§ Problem requirements:
State how many lines of the records below contain the word "leafy". Give only the number.

== == ==

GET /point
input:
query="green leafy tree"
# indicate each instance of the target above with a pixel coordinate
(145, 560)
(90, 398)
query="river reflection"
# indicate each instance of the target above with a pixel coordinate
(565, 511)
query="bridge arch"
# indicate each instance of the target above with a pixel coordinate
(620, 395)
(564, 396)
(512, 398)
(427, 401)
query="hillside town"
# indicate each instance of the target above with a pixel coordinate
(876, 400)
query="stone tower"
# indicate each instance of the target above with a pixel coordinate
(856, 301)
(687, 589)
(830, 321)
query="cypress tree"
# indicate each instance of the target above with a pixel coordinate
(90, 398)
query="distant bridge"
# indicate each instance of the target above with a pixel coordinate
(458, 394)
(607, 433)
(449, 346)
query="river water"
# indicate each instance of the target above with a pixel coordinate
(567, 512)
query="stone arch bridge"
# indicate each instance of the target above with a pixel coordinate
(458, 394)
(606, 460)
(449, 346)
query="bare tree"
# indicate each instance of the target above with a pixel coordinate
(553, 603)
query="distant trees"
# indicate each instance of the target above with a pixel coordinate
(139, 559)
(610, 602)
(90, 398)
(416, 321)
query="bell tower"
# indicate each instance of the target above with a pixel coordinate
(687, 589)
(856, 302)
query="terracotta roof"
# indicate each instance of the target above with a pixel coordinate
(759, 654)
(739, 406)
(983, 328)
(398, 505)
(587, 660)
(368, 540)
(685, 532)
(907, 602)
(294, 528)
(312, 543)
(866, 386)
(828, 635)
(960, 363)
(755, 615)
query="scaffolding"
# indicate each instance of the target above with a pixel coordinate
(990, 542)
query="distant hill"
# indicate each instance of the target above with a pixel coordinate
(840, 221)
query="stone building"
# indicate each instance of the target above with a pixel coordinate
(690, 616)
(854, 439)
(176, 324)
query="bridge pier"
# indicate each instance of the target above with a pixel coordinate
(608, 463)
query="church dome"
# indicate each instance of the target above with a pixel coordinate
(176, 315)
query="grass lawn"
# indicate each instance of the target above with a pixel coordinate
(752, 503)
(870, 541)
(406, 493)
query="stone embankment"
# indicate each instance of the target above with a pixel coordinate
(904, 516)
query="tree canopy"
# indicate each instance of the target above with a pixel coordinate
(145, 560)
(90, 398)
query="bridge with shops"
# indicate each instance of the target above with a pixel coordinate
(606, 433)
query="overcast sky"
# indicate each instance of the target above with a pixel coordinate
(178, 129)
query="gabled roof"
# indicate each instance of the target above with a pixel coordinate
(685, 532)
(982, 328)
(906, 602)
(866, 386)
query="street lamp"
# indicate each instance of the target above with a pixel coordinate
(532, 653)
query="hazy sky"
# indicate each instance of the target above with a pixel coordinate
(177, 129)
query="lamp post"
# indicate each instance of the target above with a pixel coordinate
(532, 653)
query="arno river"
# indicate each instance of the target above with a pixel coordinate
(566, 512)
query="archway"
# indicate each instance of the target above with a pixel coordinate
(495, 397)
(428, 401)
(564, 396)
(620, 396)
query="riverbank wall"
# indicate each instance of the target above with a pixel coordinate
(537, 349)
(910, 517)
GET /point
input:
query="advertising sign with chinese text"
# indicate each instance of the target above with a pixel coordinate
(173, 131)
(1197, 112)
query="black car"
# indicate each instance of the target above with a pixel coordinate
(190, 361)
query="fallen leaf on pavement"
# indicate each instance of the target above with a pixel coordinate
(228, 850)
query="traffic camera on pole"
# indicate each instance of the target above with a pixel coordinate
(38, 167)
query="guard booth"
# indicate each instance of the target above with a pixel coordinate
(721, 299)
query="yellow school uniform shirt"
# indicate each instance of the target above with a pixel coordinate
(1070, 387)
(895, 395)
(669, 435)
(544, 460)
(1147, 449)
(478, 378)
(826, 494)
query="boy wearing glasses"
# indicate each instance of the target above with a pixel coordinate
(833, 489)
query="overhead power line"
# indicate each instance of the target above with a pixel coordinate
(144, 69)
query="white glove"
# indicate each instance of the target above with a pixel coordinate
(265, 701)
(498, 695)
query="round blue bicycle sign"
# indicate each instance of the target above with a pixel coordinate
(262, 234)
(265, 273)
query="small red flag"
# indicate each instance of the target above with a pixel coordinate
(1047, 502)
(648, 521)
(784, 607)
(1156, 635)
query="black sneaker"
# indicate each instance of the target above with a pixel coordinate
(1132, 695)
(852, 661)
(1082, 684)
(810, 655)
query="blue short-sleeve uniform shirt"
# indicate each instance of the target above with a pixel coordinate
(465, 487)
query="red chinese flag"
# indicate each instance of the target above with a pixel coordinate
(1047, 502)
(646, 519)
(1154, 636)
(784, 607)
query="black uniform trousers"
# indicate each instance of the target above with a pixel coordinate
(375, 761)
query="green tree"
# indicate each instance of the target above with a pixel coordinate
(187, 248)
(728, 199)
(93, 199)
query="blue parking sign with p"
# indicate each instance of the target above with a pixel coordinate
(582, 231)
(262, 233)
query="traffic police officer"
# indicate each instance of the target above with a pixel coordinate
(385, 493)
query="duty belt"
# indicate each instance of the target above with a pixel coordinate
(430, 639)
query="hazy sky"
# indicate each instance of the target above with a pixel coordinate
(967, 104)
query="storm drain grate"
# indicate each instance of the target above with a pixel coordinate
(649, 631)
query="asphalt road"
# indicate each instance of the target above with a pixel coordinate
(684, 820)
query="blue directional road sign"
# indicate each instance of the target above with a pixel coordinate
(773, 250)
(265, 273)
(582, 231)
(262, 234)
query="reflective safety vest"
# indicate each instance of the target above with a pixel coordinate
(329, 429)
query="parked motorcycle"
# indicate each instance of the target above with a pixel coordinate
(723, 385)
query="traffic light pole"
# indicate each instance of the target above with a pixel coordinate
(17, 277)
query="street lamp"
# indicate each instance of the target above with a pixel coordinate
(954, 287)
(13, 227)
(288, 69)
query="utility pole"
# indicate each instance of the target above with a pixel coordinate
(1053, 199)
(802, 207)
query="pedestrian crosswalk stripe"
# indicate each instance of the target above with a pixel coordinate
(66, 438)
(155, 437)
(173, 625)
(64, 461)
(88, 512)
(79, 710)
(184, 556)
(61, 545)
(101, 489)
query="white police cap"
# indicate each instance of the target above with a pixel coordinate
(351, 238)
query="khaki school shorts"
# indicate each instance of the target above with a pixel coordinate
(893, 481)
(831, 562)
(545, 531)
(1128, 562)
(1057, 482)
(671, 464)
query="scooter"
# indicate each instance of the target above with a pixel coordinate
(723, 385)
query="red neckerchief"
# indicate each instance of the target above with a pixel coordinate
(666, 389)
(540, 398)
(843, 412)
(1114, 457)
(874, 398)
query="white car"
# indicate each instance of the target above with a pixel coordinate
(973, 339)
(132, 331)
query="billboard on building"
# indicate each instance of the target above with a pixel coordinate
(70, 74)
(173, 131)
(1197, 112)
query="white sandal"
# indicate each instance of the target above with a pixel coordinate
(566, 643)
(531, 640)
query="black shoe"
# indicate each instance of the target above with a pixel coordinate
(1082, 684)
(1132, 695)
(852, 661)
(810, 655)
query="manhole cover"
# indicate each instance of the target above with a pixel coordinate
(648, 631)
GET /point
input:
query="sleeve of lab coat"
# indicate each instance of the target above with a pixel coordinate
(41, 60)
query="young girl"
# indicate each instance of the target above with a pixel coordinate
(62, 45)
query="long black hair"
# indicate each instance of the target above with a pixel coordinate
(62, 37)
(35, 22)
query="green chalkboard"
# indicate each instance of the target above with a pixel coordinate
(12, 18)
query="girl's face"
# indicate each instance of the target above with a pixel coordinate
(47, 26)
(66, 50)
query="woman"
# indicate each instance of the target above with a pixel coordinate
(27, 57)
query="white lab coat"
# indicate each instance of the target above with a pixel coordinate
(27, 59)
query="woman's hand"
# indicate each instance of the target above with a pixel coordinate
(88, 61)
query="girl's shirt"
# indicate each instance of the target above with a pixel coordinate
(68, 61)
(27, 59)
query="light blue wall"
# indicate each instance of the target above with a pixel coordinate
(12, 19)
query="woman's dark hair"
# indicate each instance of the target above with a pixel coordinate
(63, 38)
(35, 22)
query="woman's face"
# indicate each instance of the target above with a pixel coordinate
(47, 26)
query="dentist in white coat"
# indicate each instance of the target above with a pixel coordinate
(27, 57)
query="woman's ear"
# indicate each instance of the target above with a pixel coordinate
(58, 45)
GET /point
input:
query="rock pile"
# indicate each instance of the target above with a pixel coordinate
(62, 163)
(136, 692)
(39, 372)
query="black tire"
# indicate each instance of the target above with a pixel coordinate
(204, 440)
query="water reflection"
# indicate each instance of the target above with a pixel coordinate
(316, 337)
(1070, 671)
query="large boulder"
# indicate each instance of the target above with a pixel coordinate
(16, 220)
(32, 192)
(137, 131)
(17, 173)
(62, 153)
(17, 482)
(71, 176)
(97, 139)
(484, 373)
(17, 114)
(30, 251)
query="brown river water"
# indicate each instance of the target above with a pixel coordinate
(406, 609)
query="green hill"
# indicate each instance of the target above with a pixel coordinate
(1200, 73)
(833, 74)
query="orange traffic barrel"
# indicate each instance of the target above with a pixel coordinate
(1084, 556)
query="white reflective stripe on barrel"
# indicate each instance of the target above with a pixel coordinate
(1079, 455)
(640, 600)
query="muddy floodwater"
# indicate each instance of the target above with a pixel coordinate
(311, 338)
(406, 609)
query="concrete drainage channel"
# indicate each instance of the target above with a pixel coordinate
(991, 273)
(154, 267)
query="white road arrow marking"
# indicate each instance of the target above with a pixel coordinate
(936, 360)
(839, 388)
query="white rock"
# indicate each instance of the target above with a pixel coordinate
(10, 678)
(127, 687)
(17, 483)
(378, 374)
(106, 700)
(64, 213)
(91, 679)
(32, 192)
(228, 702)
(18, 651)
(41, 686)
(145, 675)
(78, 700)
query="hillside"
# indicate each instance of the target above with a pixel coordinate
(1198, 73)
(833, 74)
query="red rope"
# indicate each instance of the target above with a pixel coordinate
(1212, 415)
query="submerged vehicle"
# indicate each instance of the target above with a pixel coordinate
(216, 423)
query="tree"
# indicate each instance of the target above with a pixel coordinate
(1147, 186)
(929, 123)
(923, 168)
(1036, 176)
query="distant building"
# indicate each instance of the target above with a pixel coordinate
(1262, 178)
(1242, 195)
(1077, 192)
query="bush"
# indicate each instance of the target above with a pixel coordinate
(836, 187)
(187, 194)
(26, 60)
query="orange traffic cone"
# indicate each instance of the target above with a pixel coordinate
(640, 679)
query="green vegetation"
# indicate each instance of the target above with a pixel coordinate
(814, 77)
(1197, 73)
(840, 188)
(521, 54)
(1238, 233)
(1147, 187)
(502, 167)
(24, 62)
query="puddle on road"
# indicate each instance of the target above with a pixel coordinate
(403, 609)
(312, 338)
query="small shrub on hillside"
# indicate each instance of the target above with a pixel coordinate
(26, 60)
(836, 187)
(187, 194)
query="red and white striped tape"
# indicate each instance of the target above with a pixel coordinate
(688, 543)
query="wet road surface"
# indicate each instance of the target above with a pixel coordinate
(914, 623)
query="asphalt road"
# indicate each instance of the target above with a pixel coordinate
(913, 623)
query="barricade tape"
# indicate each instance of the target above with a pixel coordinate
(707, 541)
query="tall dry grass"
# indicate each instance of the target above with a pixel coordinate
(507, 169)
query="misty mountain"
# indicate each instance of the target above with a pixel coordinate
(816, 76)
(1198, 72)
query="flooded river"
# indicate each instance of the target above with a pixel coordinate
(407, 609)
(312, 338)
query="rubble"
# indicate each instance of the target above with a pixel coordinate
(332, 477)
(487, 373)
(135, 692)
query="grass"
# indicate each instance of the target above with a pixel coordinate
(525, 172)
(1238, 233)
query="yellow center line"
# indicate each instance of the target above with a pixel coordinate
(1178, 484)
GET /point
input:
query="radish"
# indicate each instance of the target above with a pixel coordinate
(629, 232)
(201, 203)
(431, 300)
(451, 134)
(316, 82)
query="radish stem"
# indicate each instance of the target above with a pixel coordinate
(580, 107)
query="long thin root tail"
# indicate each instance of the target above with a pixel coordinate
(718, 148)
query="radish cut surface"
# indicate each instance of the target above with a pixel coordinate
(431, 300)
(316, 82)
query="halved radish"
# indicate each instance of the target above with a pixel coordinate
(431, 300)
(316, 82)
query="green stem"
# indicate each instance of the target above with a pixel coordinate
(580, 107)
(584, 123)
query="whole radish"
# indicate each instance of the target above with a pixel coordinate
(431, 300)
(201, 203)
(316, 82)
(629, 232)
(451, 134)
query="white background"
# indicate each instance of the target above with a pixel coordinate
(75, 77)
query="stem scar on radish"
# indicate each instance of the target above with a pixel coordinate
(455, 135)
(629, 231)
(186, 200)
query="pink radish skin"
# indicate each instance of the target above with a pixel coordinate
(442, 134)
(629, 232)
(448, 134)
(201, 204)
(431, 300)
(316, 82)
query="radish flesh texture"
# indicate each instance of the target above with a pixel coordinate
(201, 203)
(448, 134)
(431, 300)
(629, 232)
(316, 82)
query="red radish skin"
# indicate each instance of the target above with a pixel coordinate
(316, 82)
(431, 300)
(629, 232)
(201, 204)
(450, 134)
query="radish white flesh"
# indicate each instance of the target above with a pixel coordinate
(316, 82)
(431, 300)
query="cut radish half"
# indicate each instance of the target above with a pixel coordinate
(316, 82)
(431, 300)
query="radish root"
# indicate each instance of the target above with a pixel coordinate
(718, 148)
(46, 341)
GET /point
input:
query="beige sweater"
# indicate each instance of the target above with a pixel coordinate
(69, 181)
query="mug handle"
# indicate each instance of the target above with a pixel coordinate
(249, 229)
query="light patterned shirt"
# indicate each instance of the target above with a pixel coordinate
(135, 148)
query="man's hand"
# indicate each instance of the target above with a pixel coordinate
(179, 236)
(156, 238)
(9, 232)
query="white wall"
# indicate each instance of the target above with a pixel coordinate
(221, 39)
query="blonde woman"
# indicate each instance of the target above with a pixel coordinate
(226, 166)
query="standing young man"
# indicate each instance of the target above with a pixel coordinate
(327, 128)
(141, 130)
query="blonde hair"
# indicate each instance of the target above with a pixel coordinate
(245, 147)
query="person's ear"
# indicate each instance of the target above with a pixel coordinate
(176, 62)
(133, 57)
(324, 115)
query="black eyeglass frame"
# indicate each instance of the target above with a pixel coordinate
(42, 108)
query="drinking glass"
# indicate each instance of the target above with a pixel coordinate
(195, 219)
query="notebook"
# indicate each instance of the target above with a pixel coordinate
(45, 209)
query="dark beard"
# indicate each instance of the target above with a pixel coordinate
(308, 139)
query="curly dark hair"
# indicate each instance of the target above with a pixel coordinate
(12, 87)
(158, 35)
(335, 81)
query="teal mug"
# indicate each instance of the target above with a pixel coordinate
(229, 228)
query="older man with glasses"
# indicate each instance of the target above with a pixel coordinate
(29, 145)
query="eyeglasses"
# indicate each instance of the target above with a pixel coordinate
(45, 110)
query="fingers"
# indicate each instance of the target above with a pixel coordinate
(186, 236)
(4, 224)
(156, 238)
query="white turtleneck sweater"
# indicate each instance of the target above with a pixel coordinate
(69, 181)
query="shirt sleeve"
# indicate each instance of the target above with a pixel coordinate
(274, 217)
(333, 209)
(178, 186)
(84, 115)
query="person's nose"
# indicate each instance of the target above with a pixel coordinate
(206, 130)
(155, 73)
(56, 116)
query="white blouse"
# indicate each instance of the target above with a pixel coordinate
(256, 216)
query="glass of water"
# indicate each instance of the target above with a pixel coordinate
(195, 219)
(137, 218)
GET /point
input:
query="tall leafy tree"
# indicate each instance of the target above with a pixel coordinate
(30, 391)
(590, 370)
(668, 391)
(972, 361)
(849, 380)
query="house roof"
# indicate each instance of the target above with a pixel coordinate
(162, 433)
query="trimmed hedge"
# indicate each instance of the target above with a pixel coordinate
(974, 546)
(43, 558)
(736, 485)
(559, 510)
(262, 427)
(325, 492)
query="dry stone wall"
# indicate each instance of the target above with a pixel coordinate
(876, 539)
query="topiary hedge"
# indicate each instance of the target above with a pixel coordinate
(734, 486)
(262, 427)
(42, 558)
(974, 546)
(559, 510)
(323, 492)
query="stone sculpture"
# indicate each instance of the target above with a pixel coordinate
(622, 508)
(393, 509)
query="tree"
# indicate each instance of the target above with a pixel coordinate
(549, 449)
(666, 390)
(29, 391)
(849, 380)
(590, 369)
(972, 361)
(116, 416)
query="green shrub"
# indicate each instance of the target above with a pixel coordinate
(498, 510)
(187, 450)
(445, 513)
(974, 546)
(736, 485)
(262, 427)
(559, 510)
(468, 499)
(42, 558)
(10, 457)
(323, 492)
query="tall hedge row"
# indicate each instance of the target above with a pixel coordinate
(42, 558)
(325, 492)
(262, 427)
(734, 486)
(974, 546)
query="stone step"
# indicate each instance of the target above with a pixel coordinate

== == ==

§ The completed task:
2